■ **TO-DO LIST**:
- 1) From the Aerospike CDT text, list each performance benefit that the "Performance" section gives for using CDTs as containers.
- 2) Rewrite the paragraph of the Aerospike CDT text that begins "Map values are not convenient" as a short bulleted list that keeps its main points.
- 3) Pick up the Aerospike CDT text after its last sentence and write a few more sentences in the same style.

■ **TEXT PROVIDED**:
Map values are not convenient to compare for value based access as List values. Wildcard cannot be used to denote a range of Map values. For example, {a:*} or {a:1, *} cannot be used for value comparison. Exact value or value-range requires specifying all keys in the map, which is not convenient for large maps. For these reasons, objects should be modeled as List tuples if value based access is required.

. . . .

Speed-At-Scale with CDTs as Containers

CDTs unlock many advantages toward speed-at-scale when they are used as a container for a collection of objects.

Performance

Related objects stored in a CDT container can be written or retrieved together in a single operation, which can provide a significant throughput improvement.

Aerospike CDTs support the normal list and map operations, but more significant are the many common patterns requiring more complex processing. They are performed fully on the server side to eliminate retrieval of data to the client side, and therefore provide superior performance.

Additional performance aspects include:

  • Multi-element updates are akin to batch operations on a CDT. Applications can get the right semantics using the constructs provided for individual element failure handling.

■ **LISTED RECORDS**:
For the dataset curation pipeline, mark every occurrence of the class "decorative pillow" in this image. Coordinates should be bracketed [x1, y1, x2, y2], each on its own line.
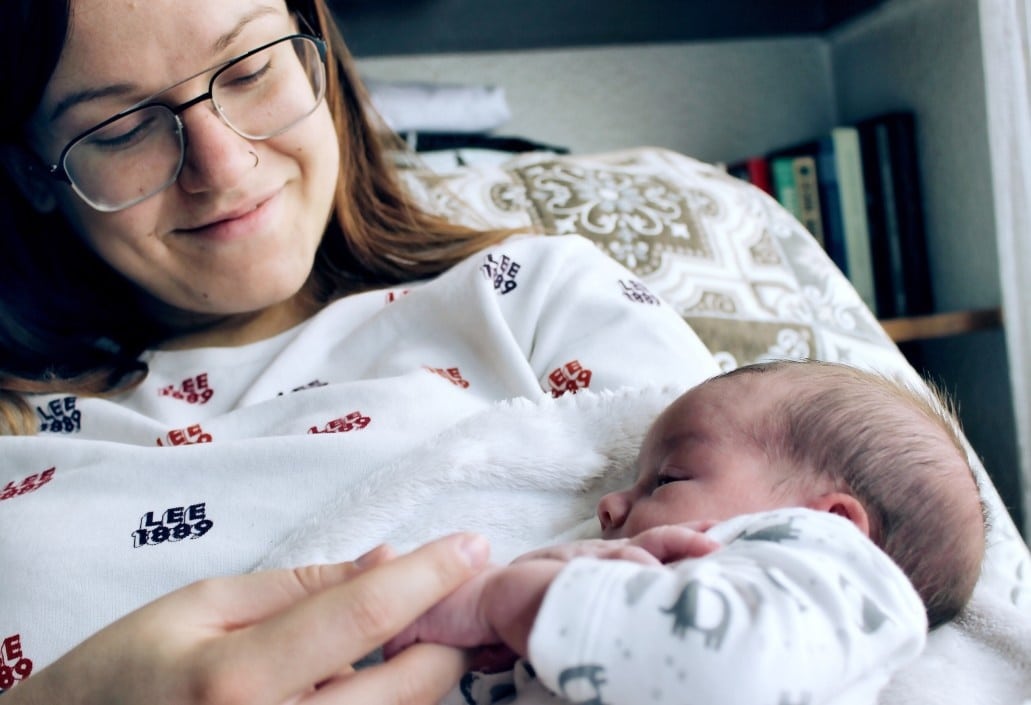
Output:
[402, 147, 1031, 615]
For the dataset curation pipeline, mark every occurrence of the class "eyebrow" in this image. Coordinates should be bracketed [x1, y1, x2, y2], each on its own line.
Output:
[48, 5, 278, 123]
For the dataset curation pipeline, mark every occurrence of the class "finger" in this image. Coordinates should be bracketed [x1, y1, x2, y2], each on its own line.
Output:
[598, 545, 661, 566]
[631, 526, 722, 563]
[212, 534, 490, 702]
[355, 543, 397, 570]
[170, 562, 375, 634]
[300, 644, 471, 705]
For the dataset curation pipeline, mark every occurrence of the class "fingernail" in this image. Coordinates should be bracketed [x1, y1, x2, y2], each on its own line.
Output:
[355, 543, 384, 568]
[459, 534, 491, 568]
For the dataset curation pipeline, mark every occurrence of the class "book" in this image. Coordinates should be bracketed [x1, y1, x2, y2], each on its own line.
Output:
[769, 155, 802, 222]
[741, 157, 773, 196]
[825, 126, 877, 313]
[791, 154, 824, 246]
[814, 135, 849, 276]
[857, 112, 933, 318]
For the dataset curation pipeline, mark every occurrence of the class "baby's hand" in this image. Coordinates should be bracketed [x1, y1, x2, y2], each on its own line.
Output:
[384, 566, 502, 659]
[513, 521, 722, 565]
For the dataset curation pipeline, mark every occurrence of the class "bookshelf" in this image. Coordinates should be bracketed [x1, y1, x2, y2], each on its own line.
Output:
[348, 0, 1031, 535]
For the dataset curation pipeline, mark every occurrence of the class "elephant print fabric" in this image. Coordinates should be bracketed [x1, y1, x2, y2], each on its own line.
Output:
[472, 508, 927, 705]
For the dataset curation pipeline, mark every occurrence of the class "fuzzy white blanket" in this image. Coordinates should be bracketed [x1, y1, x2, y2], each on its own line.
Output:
[259, 389, 1031, 705]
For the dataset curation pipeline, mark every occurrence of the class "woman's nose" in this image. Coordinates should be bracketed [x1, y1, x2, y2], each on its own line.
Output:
[178, 104, 258, 194]
[598, 491, 630, 531]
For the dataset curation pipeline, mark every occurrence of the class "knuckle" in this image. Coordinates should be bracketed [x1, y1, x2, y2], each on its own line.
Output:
[347, 589, 395, 640]
[187, 659, 256, 705]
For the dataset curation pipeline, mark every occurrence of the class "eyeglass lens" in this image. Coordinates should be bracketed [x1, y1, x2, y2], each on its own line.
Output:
[64, 37, 325, 211]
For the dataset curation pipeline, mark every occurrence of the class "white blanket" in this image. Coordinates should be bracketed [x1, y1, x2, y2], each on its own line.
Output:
[259, 390, 1031, 705]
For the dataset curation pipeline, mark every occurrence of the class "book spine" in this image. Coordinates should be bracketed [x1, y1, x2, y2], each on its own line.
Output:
[816, 137, 851, 278]
[830, 127, 877, 313]
[885, 112, 934, 315]
[744, 157, 773, 196]
[770, 157, 802, 221]
[873, 123, 909, 316]
[792, 155, 824, 246]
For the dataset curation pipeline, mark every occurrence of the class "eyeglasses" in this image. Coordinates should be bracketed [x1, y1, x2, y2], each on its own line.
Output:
[47, 34, 326, 212]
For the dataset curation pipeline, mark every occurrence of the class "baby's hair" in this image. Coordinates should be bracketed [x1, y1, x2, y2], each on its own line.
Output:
[716, 361, 986, 629]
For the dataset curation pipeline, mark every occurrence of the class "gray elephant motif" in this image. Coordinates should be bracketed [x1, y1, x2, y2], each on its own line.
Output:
[734, 516, 798, 543]
[662, 580, 730, 649]
[559, 664, 605, 705]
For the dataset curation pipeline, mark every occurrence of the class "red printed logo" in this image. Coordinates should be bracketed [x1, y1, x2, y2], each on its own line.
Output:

■ **WRITTEN ANSWERS**:
- 1)
1. Related objects stored in a CDT container can be written or retrieved together in a single operation, which can significantly improve throughput.
2. Common patterns that need more complex processing run fully on the server side, so data does not have to be retrieved to the client.
3. Multi-element updates work like batch operations on a CDT, and applications can use the provided constructs to handle failures of individual elements.

- 2)
- Map values are harder than List values to compare for value-based access.
- A wildcard cannot denote a range of Map values, so forms such as {a:*} or {a:1, *} cannot be used for comparison.
- Matching an exact value or a value range requires specifying every key in the map, which is impractical for large maps.
- For value-based access, objects should therefore be modeled as List tuples.

- 3)
  • Many selection criteria are available:

    • Access based on value and “rank” (value order) in addition to the normal index or key based access.

    • Single, multi, and range selectors by index, key, value, and rank.

    • Vicinity or relative selection, for example, using “relative rank” with respect to a value.

    • Negate the selection criterion with a convenient INVERT flag.

  • Multiple return types allow just the required data to be requested. For example, COUNT for the number of elements selected, and NONE when no values need to be returned such as when adding elements, among others.

  • CDT operations can be used in Expressions, which is another mechanism for efficient server side execution and minimizing the data transfer cost. Expressions allow server side record selection (filter expression), reading (read expression) or writing (write expression) a computed value.

You can review List performance analysis here and Map performance analysis here.

Scale

Each record in Aerospike incurs a 64 byte storage overhead in the primary index, which is typically stored in DRAM. For a large number of objects, the DRAM size and cost can be significant if each object is stored in a record. CDTs when used as containers can store multiple objects in a single record, providing greater density and scale.

Further, List provides a compact tuple form for storing objects which eliminates the bin overhead.

Ordering

Objects stored as records cannot be retrieved from the server in any specific order. Sorting must be performed on the client side.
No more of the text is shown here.